┌─ EXCERPT

Our Houses: Their Stories exhibition

8 Mar 2011 in Argyll & the Islands, Heritage, Highland, Visual Arts & Crafts

OUR HOUSES: THEIR STORIES is a biography of the 107 houses of Cairndow village at the head of Loch Fyne in Argyll which will be exhibited at Eden Court Theatre, Inverness, from 13 March to 2 April 2011.

Home is more than bricks and mortar but the building materials, the interior space and the outlook of your house affect how you use it. The sandstone threshold worn to a curve by generations of boots, the creak of the parana pine staircase, the feel of the light switch, the welcoming hearth, are all intrinsic to a sense of “home”.

Here We Are is an innovative community resource which profiles one parish. By looking at the past we can better appreciate where we are now and importantly, where we are headed and what we can do to influence that. Here We Are is run by the local community and is a Development Trust and now a Social Enterprise. Its resource centre opened 10 years ago.

In an early project we photographed all the houses and Alice Beattie meticulously recorded data about their inhabitants since the 1841 census. Gradually we amassed a photo gallery of people who lived in these houses. Out of this came the idea for a major two-year project combining oral, visual, manuscript and survey sources, OUR HOUSES: THEIR STORIES, which received a grant from the Heritage Lottery Fund.

└─
┌─ DATA SUPPLIED

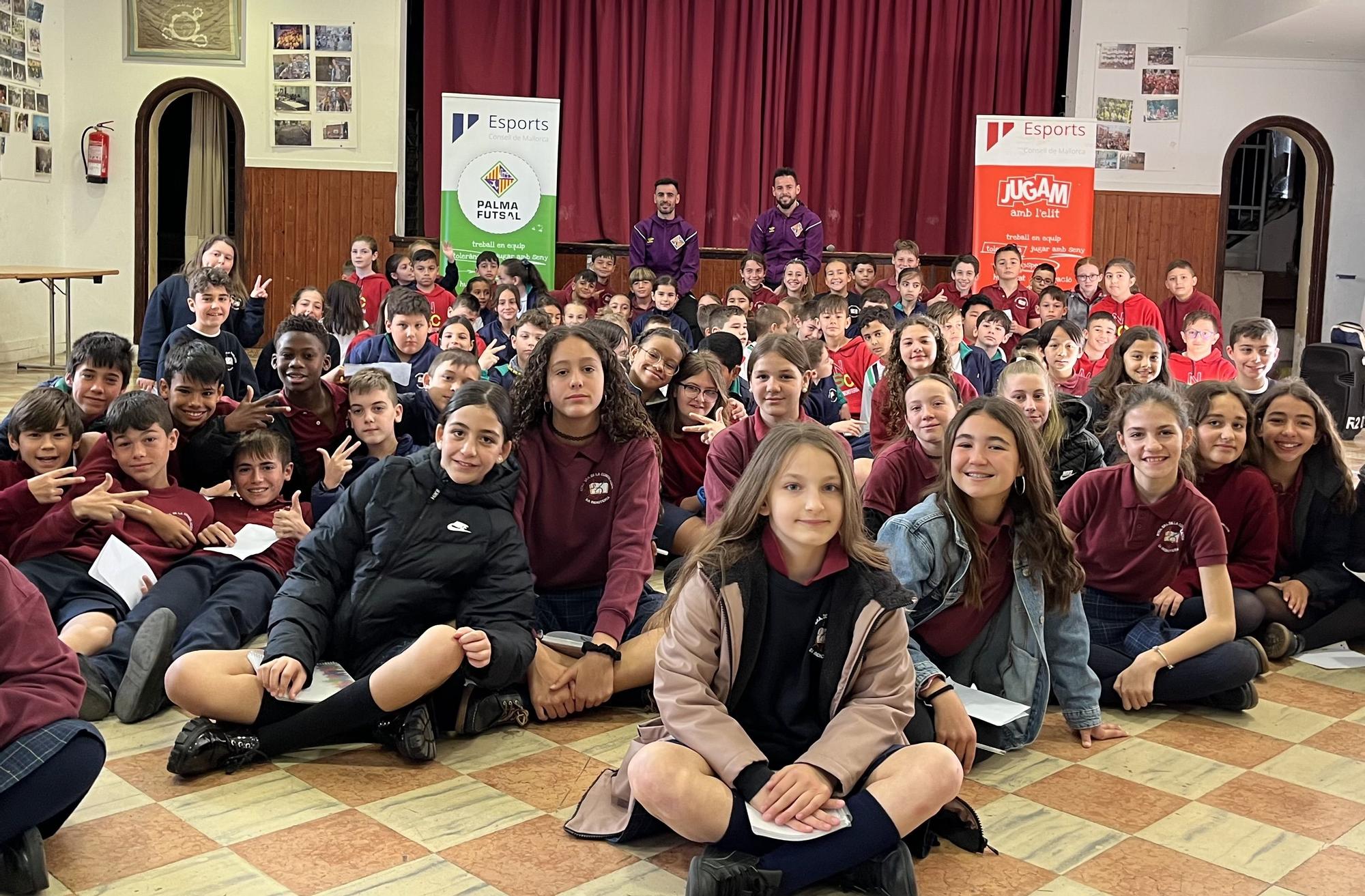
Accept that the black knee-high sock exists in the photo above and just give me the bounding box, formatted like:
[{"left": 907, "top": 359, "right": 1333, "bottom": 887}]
[
  {"left": 759, "top": 791, "right": 901, "bottom": 896},
  {"left": 255, "top": 675, "right": 385, "bottom": 755},
  {"left": 715, "top": 791, "right": 782, "bottom": 855}
]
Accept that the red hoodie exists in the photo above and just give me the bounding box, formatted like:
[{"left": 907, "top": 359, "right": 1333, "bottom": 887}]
[
  {"left": 345, "top": 273, "right": 392, "bottom": 326},
  {"left": 0, "top": 558, "right": 85, "bottom": 746}
]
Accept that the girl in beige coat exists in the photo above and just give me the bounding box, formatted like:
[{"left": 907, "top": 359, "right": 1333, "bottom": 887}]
[{"left": 566, "top": 423, "right": 962, "bottom": 896}]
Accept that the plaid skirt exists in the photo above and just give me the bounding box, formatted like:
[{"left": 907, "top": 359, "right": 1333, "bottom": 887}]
[
  {"left": 1081, "top": 588, "right": 1185, "bottom": 657},
  {"left": 0, "top": 719, "right": 104, "bottom": 794}
]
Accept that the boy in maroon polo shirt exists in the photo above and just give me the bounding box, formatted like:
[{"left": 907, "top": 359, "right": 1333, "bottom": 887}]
[
  {"left": 412, "top": 248, "right": 455, "bottom": 332},
  {"left": 550, "top": 268, "right": 606, "bottom": 315},
  {"left": 872, "top": 239, "right": 920, "bottom": 295},
  {"left": 1166, "top": 311, "right": 1237, "bottom": 385},
  {"left": 81, "top": 430, "right": 313, "bottom": 724},
  {"left": 12, "top": 392, "right": 213, "bottom": 654},
  {"left": 925, "top": 255, "right": 981, "bottom": 308},
  {"left": 749, "top": 168, "right": 824, "bottom": 287},
  {"left": 1158, "top": 258, "right": 1223, "bottom": 351},
  {"left": 0, "top": 388, "right": 84, "bottom": 553},
  {"left": 740, "top": 252, "right": 779, "bottom": 308},
  {"left": 852, "top": 255, "right": 876, "bottom": 295},
  {"left": 272, "top": 314, "right": 351, "bottom": 491},
  {"left": 1028, "top": 261, "right": 1057, "bottom": 295},
  {"left": 981, "top": 243, "right": 1043, "bottom": 355}
]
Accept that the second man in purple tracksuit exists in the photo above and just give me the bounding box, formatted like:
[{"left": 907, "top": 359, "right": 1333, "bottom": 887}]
[{"left": 749, "top": 168, "right": 824, "bottom": 287}]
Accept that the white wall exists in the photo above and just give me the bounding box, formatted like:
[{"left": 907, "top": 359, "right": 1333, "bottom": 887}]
[
  {"left": 0, "top": 0, "right": 71, "bottom": 363},
  {"left": 0, "top": 0, "right": 404, "bottom": 359},
  {"left": 1073, "top": 0, "right": 1365, "bottom": 341}
]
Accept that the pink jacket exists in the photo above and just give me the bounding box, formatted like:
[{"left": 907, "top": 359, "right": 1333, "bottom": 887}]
[{"left": 564, "top": 555, "right": 915, "bottom": 837}]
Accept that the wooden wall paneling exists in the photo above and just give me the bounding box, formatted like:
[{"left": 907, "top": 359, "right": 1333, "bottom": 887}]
[
  {"left": 243, "top": 168, "right": 397, "bottom": 341},
  {"left": 1093, "top": 191, "right": 1219, "bottom": 303}
]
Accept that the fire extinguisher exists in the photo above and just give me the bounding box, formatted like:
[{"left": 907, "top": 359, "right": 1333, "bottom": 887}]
[{"left": 81, "top": 121, "right": 113, "bottom": 183}]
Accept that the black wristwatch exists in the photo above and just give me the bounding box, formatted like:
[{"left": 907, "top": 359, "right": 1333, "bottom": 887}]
[{"left": 583, "top": 641, "right": 621, "bottom": 663}]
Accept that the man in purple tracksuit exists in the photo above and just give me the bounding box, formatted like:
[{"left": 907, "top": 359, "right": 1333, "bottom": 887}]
[
  {"left": 749, "top": 168, "right": 824, "bottom": 287},
  {"left": 631, "top": 177, "right": 702, "bottom": 295},
  {"left": 631, "top": 177, "right": 702, "bottom": 343}
]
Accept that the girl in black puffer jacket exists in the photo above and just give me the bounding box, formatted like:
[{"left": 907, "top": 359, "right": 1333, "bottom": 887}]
[
  {"left": 995, "top": 358, "right": 1104, "bottom": 502},
  {"left": 167, "top": 382, "right": 535, "bottom": 775}
]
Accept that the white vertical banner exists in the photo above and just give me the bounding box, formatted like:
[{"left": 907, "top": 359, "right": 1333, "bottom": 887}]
[{"left": 441, "top": 93, "right": 560, "bottom": 270}]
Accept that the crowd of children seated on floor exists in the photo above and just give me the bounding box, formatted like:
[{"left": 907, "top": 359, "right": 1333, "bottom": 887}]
[{"left": 0, "top": 224, "right": 1365, "bottom": 893}]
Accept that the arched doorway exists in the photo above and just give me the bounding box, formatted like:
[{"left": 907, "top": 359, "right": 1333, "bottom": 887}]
[
  {"left": 132, "top": 78, "right": 246, "bottom": 336},
  {"left": 1215, "top": 116, "right": 1332, "bottom": 374}
]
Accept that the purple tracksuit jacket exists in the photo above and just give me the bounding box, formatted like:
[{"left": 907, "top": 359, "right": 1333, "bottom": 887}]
[
  {"left": 631, "top": 214, "right": 702, "bottom": 295},
  {"left": 749, "top": 202, "right": 824, "bottom": 283}
]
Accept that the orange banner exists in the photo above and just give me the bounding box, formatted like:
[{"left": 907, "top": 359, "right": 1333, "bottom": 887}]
[{"left": 972, "top": 115, "right": 1095, "bottom": 289}]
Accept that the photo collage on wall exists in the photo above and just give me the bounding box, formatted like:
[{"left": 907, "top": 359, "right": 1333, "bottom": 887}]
[
  {"left": 0, "top": 0, "right": 52, "bottom": 180},
  {"left": 1095, "top": 44, "right": 1185, "bottom": 171},
  {"left": 270, "top": 25, "right": 360, "bottom": 149}
]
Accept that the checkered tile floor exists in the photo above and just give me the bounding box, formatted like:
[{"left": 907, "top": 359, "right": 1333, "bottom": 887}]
[
  {"left": 21, "top": 663, "right": 1365, "bottom": 896},
  {"left": 8, "top": 371, "right": 1365, "bottom": 896}
]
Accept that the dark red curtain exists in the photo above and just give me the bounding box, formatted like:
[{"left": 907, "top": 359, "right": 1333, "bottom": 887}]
[{"left": 423, "top": 0, "right": 1062, "bottom": 252}]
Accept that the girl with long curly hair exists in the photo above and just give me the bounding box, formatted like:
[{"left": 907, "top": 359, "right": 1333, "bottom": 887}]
[
  {"left": 868, "top": 314, "right": 977, "bottom": 455},
  {"left": 878, "top": 396, "right": 1123, "bottom": 770},
  {"left": 512, "top": 326, "right": 663, "bottom": 720}
]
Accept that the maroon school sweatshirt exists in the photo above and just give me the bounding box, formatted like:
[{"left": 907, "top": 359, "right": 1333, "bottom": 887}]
[
  {"left": 516, "top": 422, "right": 659, "bottom": 641},
  {"left": 0, "top": 558, "right": 85, "bottom": 747},
  {"left": 1171, "top": 465, "right": 1279, "bottom": 597},
  {"left": 0, "top": 461, "right": 51, "bottom": 555},
  {"left": 11, "top": 439, "right": 213, "bottom": 578}
]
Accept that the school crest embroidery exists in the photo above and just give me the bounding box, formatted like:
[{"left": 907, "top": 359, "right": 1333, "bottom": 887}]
[
  {"left": 809, "top": 613, "right": 830, "bottom": 660},
  {"left": 1156, "top": 521, "right": 1185, "bottom": 553},
  {"left": 579, "top": 473, "right": 612, "bottom": 504}
]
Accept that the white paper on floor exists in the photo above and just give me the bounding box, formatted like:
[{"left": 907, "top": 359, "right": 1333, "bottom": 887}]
[
  {"left": 744, "top": 803, "right": 853, "bottom": 841},
  {"left": 953, "top": 682, "right": 1029, "bottom": 727},
  {"left": 205, "top": 523, "right": 280, "bottom": 560},
  {"left": 1294, "top": 641, "right": 1365, "bottom": 669},
  {"left": 90, "top": 536, "right": 157, "bottom": 609}
]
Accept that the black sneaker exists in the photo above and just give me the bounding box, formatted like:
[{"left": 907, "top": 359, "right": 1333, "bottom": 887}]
[
  {"left": 687, "top": 848, "right": 782, "bottom": 896},
  {"left": 76, "top": 653, "right": 113, "bottom": 721},
  {"left": 830, "top": 840, "right": 919, "bottom": 896},
  {"left": 1261, "top": 623, "right": 1304, "bottom": 660},
  {"left": 0, "top": 828, "right": 48, "bottom": 893},
  {"left": 374, "top": 701, "right": 435, "bottom": 762},
  {"left": 1198, "top": 682, "right": 1261, "bottom": 713},
  {"left": 113, "top": 607, "right": 176, "bottom": 725},
  {"left": 167, "top": 716, "right": 269, "bottom": 777},
  {"left": 455, "top": 686, "right": 531, "bottom": 735},
  {"left": 1238, "top": 635, "right": 1271, "bottom": 675}
]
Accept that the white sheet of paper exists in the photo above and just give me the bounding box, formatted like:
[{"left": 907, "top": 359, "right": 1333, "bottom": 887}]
[
  {"left": 344, "top": 360, "right": 412, "bottom": 385},
  {"left": 205, "top": 523, "right": 280, "bottom": 560},
  {"left": 1294, "top": 641, "right": 1365, "bottom": 669},
  {"left": 247, "top": 649, "right": 355, "bottom": 704},
  {"left": 90, "top": 536, "right": 157, "bottom": 609},
  {"left": 953, "top": 682, "right": 1029, "bottom": 727},
  {"left": 744, "top": 803, "right": 853, "bottom": 843}
]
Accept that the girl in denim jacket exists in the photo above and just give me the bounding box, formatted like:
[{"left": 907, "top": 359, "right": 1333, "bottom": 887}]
[{"left": 878, "top": 397, "right": 1125, "bottom": 770}]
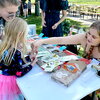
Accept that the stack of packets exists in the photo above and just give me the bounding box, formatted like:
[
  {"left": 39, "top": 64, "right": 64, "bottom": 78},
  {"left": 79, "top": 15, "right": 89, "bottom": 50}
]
[
  {"left": 37, "top": 45, "right": 78, "bottom": 72},
  {"left": 37, "top": 44, "right": 87, "bottom": 86},
  {"left": 51, "top": 60, "right": 86, "bottom": 86},
  {"left": 28, "top": 33, "right": 89, "bottom": 86}
]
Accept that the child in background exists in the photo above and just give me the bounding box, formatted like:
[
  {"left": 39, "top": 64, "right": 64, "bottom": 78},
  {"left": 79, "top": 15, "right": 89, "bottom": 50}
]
[
  {"left": 28, "top": 0, "right": 31, "bottom": 15},
  {"left": 0, "top": 18, "right": 36, "bottom": 100}
]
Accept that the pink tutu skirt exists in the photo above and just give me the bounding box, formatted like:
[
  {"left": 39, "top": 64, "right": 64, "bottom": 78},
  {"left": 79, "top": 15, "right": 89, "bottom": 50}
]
[{"left": 0, "top": 74, "right": 24, "bottom": 100}]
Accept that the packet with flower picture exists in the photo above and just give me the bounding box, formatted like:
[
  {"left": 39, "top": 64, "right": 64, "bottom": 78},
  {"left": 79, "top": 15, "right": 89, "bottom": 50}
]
[{"left": 51, "top": 60, "right": 87, "bottom": 86}]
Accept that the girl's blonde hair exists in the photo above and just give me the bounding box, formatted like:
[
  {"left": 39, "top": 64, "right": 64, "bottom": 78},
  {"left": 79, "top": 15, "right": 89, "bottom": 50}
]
[
  {"left": 0, "top": 18, "right": 28, "bottom": 64},
  {"left": 0, "top": 0, "right": 20, "bottom": 8}
]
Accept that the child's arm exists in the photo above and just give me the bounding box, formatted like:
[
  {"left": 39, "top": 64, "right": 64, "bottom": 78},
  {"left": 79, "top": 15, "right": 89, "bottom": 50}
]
[{"left": 13, "top": 51, "right": 37, "bottom": 77}]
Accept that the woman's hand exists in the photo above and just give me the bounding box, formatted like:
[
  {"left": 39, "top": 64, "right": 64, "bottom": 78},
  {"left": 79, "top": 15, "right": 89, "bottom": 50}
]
[
  {"left": 31, "top": 39, "right": 42, "bottom": 54},
  {"left": 30, "top": 52, "right": 37, "bottom": 66}
]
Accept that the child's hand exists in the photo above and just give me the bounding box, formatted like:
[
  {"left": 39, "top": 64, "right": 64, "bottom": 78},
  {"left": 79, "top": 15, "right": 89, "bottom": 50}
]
[
  {"left": 31, "top": 40, "right": 42, "bottom": 54},
  {"left": 30, "top": 53, "right": 37, "bottom": 66}
]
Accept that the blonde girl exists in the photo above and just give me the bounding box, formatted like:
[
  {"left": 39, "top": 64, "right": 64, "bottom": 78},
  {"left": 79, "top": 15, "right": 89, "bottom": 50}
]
[{"left": 0, "top": 18, "right": 36, "bottom": 100}]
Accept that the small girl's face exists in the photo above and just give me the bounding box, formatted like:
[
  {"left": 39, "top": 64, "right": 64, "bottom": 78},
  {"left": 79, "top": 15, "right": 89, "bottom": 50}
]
[{"left": 87, "top": 28, "right": 100, "bottom": 46}]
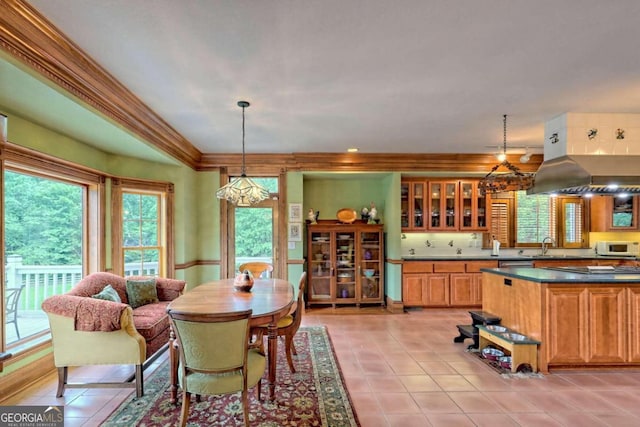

└─

◆ PROBLEMS TO SOLVE ◆
• A. Answer these questions from the exhibition notice:
(i) How many houses of Cairndow village does the exhibition cover?
(ii) At what venue, and between which dates, is the exhibition to be shown?
(iii) Which body gave a grant to the OUR HOUSES: THEIR STORIES project?
• B. Locate each line in the records that contains the word "with" and copy it out. Case counts.

◆ TASK-BY-TASK SOLUTIONS ◆
• A.
(i) 107 houses.
(ii) Eden Court Theatre, Inverness, from 13 March to 2 April 2011.
(iii) The Heritage Lottery Fund.

• B.
Accept that the girl with long curly hair exists in the photo above and just give me the bounding box, formatted like:
Accept that the packet with flower picture exists in the photo above and just give me the bounding box, formatted like:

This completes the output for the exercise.